• Given request 1:
In the passage on synthesizing the CuO-ZnO composite, what Zn:Cu atomic ratio does the sample named CuO-ZnO_90 have?
* * *
A total of 2 g of zinc acetate (Zn(CH₃COO)₂, Sigma-Aldrich) was added to 25 mL of ethylene glycol. Then, the mixture was stirred and heated at 150 °C for 6 h.

Both obtained powders were collected and washed by centrifugation with ethanol several times to remove side products. In this regard, the resultant particles were dried at 75 °C for 24 h, followed by annealing at 500 °C for 2 h, to obtain well-defined crystalline copper oxide and zinc oxide powders.

2.1.2. Synthesis of the CuO-ZnO Composite

First, the organocopper and zinc oxide precursors were prepared following the aforementioned steps without annealing. Then, two composite ratios with specific atomic ratios for Zn:Cu of 0.95:0.05 and 0.9:0.1, respectively, were synthesized at the same conditions. For the CuO-ZnO composite with a 0.9:0.1 ratio, 0.017 g of the obtained organocopper precursor was dissolved in 5 mL of isopropanol (C₃H₈O, Sigma Aldrich) and stirred at room temperature for 15 min. Afterward, 0.153 g of the above-mentioned prepared zinc oxide precursor was added to this mixture and stirred for 15 min to dissolve the ZnO precursor powder. The resultant solution was heated at 100 °C for 30 min. To obtain the precipitate, the solution was centrifuged three times with ethanol at 3500 rpm. The material was dried at 75 °C for 24 h and then calcinated at 500 °C for 2 h.

Two composite ratios have been synthesized to compare the gas sensing performance of the composite with bare CuO and ZnO powders. The specific atomic ratios for Zn:Cu of CuO-ZnO_95 and CuO-ZnO_90 are 0.95:0.05 and 0.9:0.1, respectively.

2.2. Characterization

The morphologies of samples were observed by high-resolution FESEM (MIRA3 FEG-SEM, TESCAN). Powder X-ray diffraction intensities were recorded with an X-ray diffractometer (Empyrean model, PANalytical, Almelo, The Netherlands) operating at 40 kV and 40 mA using a Cu-LFF (λ = 1.54 Å) source. The optical properties of materials were determined by a UV-vis spectrometer (UV-2600, Shimadzu, Kyoto, Japan).
* * *
• Given request 2:
Which lines in the listing contain the word "vegetation"? Locate each one and copy it out in full.

[Dataset items]
* * *
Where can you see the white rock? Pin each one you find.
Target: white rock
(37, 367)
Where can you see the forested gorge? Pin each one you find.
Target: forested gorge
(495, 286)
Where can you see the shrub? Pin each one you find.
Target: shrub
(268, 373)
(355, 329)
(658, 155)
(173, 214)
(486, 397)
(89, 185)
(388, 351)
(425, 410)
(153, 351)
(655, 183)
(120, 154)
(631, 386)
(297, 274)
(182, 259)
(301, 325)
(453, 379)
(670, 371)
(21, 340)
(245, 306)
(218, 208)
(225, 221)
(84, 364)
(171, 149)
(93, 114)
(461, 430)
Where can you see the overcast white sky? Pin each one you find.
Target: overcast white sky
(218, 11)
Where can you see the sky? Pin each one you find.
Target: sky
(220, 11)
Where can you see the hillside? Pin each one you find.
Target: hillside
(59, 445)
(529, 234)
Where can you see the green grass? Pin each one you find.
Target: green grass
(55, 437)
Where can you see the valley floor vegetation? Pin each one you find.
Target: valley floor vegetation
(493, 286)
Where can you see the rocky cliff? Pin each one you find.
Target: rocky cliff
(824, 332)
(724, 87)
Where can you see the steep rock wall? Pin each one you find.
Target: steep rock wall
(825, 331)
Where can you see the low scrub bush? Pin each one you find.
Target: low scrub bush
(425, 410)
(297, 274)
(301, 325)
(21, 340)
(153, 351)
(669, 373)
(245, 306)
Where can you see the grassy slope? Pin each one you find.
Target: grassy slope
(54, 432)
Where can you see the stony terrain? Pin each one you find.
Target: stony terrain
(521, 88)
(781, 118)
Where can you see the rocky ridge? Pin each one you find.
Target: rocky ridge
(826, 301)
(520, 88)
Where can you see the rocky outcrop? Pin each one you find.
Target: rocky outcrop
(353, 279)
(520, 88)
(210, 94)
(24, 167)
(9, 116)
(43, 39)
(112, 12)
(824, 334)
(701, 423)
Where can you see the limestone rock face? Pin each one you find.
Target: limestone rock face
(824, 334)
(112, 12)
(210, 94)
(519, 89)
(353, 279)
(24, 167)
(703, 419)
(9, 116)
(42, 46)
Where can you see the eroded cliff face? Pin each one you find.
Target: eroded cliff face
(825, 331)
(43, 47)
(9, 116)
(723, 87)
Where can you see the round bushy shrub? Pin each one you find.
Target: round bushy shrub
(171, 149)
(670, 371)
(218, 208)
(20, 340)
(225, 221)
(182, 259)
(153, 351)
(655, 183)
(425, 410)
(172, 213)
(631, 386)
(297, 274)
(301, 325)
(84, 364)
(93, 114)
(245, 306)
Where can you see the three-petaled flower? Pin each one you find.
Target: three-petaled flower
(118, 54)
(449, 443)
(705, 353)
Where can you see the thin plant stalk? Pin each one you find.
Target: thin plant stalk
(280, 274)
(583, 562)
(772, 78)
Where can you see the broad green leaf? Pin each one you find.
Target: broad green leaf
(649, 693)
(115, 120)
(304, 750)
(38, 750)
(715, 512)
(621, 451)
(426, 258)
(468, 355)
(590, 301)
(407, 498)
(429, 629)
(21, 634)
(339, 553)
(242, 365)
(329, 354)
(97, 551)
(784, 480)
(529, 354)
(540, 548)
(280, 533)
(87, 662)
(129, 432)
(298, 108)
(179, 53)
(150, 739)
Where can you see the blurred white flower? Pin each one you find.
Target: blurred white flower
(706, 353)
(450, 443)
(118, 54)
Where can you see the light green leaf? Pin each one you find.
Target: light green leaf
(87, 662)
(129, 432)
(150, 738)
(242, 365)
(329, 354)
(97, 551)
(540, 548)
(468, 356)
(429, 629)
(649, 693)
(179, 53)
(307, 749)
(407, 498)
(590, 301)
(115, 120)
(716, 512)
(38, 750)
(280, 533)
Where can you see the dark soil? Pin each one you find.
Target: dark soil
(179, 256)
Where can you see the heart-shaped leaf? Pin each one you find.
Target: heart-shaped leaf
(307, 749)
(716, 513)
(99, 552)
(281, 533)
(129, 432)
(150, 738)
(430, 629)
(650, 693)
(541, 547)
* * *
• Problem solution 1:
0.9:0.1

• Problem solution 2:
Where can you see the valley floor vegetation? Pin each one you find.
Target: valley floor vegetation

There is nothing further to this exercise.